-- Begin Information provided --

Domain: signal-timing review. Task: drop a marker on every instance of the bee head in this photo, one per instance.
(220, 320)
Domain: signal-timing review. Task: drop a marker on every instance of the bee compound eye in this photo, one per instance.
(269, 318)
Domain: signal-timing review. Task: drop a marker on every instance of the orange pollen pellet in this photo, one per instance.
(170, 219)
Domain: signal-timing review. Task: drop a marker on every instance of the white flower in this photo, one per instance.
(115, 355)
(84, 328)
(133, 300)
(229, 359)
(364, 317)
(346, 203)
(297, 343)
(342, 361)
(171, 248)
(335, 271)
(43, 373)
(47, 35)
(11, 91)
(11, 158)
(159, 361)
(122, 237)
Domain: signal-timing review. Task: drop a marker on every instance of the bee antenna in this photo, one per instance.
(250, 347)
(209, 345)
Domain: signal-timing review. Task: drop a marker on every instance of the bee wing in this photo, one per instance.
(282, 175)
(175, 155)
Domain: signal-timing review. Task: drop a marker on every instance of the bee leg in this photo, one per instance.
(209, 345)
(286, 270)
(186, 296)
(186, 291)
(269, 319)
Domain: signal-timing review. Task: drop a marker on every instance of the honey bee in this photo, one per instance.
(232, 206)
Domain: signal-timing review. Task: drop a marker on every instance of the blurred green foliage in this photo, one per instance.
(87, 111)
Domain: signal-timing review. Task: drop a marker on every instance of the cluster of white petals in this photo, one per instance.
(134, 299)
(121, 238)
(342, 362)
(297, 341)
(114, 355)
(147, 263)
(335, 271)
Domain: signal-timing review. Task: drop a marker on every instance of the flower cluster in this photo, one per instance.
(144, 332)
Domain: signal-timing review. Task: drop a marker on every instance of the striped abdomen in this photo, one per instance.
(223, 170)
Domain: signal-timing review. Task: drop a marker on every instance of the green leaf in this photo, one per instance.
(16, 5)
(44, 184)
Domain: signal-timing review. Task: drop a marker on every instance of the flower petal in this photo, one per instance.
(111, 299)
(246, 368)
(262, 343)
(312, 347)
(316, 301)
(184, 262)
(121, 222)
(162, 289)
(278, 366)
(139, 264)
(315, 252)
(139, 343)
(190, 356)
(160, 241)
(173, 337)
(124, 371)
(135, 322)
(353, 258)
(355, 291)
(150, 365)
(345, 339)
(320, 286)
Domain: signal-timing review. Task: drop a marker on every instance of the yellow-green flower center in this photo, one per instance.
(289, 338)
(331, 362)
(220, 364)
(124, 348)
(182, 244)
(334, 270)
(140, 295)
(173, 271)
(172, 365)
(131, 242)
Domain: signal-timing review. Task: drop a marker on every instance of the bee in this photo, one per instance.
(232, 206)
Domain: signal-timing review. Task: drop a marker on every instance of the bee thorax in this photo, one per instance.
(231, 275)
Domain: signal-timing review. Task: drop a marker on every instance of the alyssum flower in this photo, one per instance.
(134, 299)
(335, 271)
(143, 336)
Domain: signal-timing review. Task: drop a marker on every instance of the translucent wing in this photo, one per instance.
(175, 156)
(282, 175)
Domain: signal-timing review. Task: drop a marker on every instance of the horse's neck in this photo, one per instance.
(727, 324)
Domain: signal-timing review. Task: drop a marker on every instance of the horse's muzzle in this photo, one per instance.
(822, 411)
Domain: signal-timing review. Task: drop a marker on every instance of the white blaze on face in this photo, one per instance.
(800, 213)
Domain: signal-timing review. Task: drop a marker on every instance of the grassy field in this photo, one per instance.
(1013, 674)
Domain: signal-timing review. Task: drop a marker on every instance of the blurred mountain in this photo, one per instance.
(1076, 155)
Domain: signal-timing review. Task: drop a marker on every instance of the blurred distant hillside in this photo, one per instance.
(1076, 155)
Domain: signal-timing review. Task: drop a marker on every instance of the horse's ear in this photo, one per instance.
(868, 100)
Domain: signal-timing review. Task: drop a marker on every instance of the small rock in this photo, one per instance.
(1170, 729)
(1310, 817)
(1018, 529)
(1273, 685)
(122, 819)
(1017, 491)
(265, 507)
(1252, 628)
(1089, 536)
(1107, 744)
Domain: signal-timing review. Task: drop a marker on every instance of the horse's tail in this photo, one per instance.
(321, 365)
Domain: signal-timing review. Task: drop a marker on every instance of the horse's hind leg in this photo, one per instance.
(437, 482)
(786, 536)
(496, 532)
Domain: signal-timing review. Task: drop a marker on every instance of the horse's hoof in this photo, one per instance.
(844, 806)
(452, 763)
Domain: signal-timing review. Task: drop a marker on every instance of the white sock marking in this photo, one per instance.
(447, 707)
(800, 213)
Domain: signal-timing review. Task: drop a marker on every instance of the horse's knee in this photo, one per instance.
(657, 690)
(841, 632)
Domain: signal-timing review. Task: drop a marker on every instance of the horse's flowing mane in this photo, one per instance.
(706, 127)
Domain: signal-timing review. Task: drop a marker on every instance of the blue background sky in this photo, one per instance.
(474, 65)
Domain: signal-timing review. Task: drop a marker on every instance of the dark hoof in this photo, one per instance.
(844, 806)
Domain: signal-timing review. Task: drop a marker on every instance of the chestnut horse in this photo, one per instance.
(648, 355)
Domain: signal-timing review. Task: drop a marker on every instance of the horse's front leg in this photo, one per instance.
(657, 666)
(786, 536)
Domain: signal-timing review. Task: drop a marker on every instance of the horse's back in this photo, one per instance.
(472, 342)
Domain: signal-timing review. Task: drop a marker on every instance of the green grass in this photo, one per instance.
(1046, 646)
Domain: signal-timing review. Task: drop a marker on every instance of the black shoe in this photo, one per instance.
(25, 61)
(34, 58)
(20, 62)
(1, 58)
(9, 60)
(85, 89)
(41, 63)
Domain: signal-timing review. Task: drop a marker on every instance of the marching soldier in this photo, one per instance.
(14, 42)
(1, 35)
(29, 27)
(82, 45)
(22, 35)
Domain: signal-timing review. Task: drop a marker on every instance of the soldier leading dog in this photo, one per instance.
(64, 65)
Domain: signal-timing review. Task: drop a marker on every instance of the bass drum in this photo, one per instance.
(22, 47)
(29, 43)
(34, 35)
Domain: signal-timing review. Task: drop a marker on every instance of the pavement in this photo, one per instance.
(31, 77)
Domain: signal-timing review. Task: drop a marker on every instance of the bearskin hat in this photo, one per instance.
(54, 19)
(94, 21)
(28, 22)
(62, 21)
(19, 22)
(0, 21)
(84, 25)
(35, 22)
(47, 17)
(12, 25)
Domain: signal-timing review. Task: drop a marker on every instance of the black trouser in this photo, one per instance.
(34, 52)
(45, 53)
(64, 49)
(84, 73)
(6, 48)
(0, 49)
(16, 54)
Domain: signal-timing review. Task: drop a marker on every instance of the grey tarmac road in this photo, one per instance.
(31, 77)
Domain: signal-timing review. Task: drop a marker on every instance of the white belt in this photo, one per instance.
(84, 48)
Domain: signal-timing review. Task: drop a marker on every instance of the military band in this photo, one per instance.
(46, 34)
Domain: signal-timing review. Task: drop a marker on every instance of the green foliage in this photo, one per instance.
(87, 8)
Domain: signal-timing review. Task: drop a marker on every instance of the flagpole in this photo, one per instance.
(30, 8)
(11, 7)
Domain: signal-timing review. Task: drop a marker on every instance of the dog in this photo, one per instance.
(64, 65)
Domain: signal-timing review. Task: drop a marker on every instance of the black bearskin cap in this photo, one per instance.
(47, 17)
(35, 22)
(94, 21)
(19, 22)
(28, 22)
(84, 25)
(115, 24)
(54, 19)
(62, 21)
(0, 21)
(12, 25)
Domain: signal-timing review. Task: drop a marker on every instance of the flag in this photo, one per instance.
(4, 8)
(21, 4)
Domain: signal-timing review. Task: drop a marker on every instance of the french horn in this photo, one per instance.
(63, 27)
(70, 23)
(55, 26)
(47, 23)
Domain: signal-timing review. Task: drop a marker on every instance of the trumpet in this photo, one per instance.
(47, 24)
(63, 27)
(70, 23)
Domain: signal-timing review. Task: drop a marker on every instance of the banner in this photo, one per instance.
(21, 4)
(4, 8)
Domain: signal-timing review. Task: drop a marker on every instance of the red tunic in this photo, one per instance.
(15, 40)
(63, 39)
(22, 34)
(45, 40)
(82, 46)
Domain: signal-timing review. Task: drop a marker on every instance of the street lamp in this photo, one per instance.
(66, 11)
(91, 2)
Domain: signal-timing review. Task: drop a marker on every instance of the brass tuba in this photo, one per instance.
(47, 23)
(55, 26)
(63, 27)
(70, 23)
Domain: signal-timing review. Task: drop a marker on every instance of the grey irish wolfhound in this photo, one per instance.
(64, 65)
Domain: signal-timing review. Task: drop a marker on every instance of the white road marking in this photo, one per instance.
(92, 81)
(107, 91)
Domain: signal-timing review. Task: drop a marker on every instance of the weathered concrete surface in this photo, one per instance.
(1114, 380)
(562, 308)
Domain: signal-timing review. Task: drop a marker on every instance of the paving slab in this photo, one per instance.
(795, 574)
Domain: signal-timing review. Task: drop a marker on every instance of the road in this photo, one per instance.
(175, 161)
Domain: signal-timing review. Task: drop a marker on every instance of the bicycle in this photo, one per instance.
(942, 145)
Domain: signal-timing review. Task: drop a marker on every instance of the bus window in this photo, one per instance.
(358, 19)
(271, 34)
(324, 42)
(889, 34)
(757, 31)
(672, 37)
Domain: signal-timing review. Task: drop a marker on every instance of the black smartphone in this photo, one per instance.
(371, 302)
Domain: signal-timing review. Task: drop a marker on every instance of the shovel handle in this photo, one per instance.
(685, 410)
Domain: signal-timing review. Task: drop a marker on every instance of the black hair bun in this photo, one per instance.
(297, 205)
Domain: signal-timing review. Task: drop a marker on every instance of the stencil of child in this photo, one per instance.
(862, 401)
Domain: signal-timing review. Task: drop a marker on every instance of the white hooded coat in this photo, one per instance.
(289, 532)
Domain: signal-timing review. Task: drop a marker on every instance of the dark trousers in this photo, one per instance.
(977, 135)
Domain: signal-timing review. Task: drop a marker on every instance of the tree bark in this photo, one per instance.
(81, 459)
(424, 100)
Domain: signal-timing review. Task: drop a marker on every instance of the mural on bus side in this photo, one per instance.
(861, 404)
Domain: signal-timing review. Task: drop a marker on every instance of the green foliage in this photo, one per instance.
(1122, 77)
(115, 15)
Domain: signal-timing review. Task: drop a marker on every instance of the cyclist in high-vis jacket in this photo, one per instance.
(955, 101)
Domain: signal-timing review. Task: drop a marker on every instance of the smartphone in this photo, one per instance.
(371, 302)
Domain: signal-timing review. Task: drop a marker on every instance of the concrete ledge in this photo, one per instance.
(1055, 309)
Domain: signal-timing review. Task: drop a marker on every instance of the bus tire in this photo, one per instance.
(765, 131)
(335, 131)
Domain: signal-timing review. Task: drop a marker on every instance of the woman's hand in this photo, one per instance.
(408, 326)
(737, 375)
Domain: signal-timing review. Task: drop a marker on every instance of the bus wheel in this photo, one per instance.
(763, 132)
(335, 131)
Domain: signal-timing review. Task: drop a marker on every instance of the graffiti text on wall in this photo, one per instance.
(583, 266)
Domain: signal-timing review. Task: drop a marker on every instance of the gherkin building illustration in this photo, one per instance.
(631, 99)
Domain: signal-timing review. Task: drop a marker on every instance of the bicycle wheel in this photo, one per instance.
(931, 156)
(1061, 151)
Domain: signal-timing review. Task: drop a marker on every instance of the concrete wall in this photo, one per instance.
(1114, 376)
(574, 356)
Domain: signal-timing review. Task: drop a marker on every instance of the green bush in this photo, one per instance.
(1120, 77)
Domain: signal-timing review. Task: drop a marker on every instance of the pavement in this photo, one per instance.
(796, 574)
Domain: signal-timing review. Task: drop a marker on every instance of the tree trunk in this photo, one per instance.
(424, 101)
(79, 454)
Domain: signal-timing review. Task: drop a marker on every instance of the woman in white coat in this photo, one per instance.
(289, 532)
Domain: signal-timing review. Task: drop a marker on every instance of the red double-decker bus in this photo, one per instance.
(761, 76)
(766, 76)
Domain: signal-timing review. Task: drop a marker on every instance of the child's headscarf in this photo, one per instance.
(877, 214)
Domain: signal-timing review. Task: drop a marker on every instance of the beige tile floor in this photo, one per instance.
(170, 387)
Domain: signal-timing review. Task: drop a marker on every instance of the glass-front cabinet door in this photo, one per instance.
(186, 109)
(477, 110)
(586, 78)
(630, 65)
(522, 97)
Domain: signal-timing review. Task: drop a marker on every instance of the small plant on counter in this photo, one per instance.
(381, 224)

-- End Information provided --

Output the items in the part that opens with the line containing "center in this photo, one per instance." and closes with the line containing "(1013, 674)" as a two-column CSV with the columns item_text and answer. Give one row per item, and put each item's text and its answer in a single quoted field with line breaks replaced by spaces.

• [Answer for the task]:
item_text,answer
"Domain: signal-timing review. Task: drop a marker on every instance of the yellow-green flower center in this photo, one per instance.","(289, 338) (331, 362) (220, 364) (124, 348) (182, 244) (334, 270) (140, 295) (173, 271) (172, 365) (131, 242)"
"Domain: signal-timing review. Task: drop a marker on every instance of the bee in this photo, one per instance.","(232, 206)"
"Domain: signal-timing review. Task: drop a marker on every instance of the bee thorax in this photo, one per instance.","(231, 275)"
"Domain: signal-timing review. Task: drop a marker on every instance of the alyssum flower in this photo, one per instance.","(134, 299) (335, 271) (143, 336)"
"Domain: signal-timing review. Task: drop a marker on every instance of the translucent wing in this photo, one per instance.","(175, 156) (282, 175)"
"Domain: signal-timing review. Task: drop a marker on every instance of the horse's neck in this photo, one per instance.","(727, 324)"
"Domain: signal-timing review. Task: drop a marker on every instance of the horse's muzzle in this photo, one per instance.","(822, 411)"
"Domain: signal-timing review. Task: drop a marker on every instance of the white blaze on face in this photo, one per instance.","(800, 213)"
"Domain: signal-timing review. Task: drop a marker on every instance of the grassy field in this photo, one per instance.","(1013, 674)"